Task input Start Marker
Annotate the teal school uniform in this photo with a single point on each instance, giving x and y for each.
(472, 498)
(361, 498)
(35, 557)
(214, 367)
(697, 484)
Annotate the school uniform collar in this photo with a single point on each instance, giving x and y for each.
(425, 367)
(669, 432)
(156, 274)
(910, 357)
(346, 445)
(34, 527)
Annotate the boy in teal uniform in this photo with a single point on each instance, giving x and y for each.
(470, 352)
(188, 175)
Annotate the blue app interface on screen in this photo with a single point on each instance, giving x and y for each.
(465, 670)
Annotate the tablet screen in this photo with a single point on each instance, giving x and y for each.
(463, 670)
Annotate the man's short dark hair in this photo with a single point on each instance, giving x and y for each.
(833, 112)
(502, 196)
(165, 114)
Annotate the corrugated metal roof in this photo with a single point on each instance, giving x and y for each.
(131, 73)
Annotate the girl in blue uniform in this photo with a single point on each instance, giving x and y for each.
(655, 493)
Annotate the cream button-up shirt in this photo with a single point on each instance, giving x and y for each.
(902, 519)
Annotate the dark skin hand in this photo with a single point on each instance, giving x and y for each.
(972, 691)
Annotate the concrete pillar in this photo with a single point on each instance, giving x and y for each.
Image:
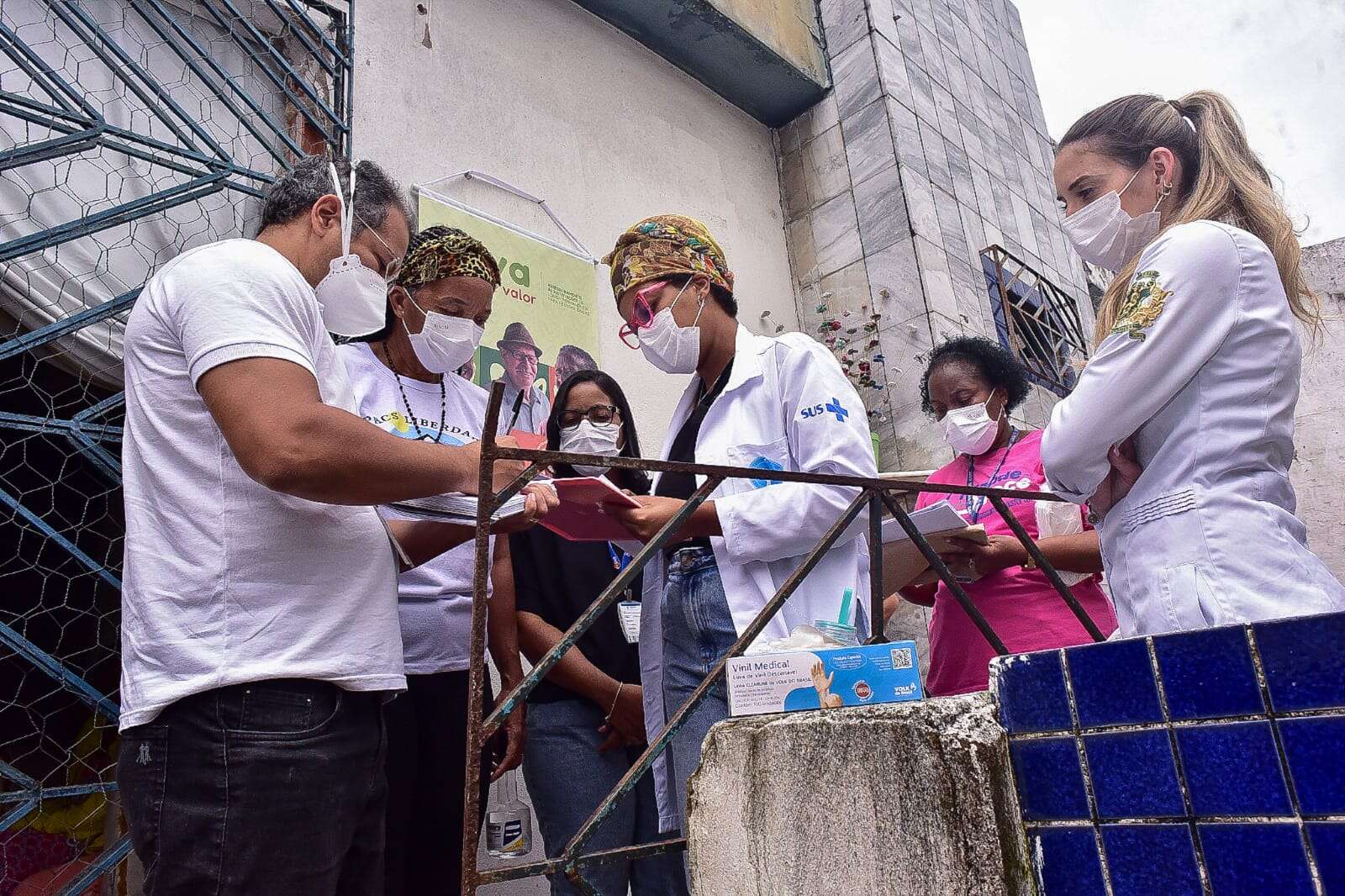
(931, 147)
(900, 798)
Task input End Marker
Task input Start Marker
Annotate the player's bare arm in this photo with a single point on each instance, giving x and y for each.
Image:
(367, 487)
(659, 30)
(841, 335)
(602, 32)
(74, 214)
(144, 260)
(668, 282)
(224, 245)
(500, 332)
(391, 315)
Task input End Marker
Task input Start Marker
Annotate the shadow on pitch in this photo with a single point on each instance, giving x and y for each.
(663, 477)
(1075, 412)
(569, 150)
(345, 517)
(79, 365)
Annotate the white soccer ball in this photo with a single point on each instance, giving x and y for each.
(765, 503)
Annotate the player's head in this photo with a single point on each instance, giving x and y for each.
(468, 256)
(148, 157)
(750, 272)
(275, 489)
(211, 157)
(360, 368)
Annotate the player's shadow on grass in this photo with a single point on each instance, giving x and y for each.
Task input End Marker
Task instructions: Please copy, exactly and with nothing else, the lines above beginning at the line that has "Annotate the player's head" and ending with the line that has "Annotate the player's shadow".

Answer to the exercise:
Annotate the player's head in this photo with a single point on each instance, giving x and y for each.
(468, 256)
(148, 157)
(750, 272)
(275, 489)
(211, 157)
(360, 368)
Annotate the player's shadow on grass in this photo with a single point on each instance, giving x and y for each.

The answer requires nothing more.